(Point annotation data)
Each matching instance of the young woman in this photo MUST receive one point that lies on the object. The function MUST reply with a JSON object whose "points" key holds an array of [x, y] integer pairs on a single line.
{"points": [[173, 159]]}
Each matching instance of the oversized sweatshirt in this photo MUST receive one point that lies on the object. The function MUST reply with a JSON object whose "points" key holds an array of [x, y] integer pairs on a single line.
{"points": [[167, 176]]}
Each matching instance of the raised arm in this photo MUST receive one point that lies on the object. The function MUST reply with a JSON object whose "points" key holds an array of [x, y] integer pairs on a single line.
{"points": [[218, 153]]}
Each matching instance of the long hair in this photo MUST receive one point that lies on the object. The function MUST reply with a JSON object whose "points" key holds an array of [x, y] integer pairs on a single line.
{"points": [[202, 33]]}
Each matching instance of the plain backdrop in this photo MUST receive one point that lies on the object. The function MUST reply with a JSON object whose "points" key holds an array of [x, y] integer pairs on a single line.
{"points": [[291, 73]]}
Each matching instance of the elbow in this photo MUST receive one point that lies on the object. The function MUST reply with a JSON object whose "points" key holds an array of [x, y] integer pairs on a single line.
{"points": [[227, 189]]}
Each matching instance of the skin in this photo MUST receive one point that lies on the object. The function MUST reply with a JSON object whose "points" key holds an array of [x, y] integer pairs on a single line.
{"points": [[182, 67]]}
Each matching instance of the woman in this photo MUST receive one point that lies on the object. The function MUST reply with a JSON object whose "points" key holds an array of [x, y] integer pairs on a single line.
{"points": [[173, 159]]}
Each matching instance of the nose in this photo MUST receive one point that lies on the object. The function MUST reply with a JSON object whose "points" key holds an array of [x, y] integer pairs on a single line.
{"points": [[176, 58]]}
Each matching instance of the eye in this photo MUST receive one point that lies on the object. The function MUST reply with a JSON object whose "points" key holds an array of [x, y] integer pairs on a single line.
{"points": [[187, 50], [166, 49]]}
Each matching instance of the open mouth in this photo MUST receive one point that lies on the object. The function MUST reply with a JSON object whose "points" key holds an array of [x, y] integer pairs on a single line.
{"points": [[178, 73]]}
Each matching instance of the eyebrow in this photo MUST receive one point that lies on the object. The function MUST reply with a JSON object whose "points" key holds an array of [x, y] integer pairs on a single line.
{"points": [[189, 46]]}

▸ OBJECTIVE
Can you turn every line of the data above into a Markdown table with a Row column giving the row number and a Line column giving the line, leaving out any blank lines?

▸ TASK RESPONSE
| Row | Line |
|---|---|
| 1 | Each matching instance of the young woman in this photo MUST receive one point that lies on the object. The function MUST reply with a JSON object whose "points" key holds an array of [x, y] integer pairs on a single line. |
| 2 | {"points": [[173, 159]]} |
| 3 | Each matching instance of the oversized sweatshirt in this photo MUST receive one point that lies on the object. The function MUST reply with a JSON object whose "points" key holds an array of [x, y] integer pairs on a single line. |
| 4 | {"points": [[167, 176]]} |
| 5 | Each matching instance of the raised arm in this photo MUST receive one point that lies on the object. The function MUST reply with a JSON object whose "points" key holds an array of [x, y] integer pairs on a single line. |
| 6 | {"points": [[218, 153]]} |
| 7 | Each matching instance of the long hair in this photo MUST receive one point that lies on the object. The function MUST reply with a JSON object whose "points" key holds an array of [x, y] integer pairs on a single line. |
| 8 | {"points": [[202, 33]]} |
| 9 | Each matching instance of the plain backdrop in this photo MUST receive one point that lies on the object. The function MUST reply with a JSON object whose "points" key holds an array of [x, y] integer pairs on a single line. |
| 10 | {"points": [[291, 73]]} |
| 11 | Each matching instance of the elbow in this photo MUST receive one point that lies on the object. The function MUST reply with a JSON object whose "points" key holds an array of [x, y] integer pairs on a single line. |
| 12 | {"points": [[227, 189]]} |
| 13 | Each matching instance of the skin in this photo MUST receive one point that lies on the object. The function MUST reply with a JSON object whose "points" key holds an array of [x, y] integer pairs on a single line. |
| 14 | {"points": [[182, 67]]} |
| 15 | Each matching instance of the woman in this photo MUST receive one point that lies on the object. The function MUST reply with a JSON object whose "points" key holds an array of [x, y] integer pairs on a single line. |
| 16 | {"points": [[173, 159]]} |
| 17 | Each matching instance of the nose in this photo MUST receive one point that lies on the object. The function MUST reply with a JSON object whose "points" key holds an array of [x, y] integer pairs on a single line. |
| 18 | {"points": [[176, 58]]} |
| 19 | Each matching instance of the eye in this photo MUST receive one point that lies on the object. The function MUST reply with a JSON object whose "points" key holds an array of [x, y] integer pairs on a single line. |
| 20 | {"points": [[187, 50], [166, 49]]} |
| 21 | Each matching instance of the open mouth in this photo MUST receive one point that lies on the object. The function MUST reply with a JSON object whose "points" key holds an array of [x, y] integer pairs on a single line. |
| 22 | {"points": [[178, 73]]} |
| 23 | Each matching instance of the eyebrow in this photo MUST receive one point that lies on the object. The function MUST reply with a JSON object whose "points" key holds an array of [x, y] integer pairs on a single line. |
| 24 | {"points": [[189, 46]]} |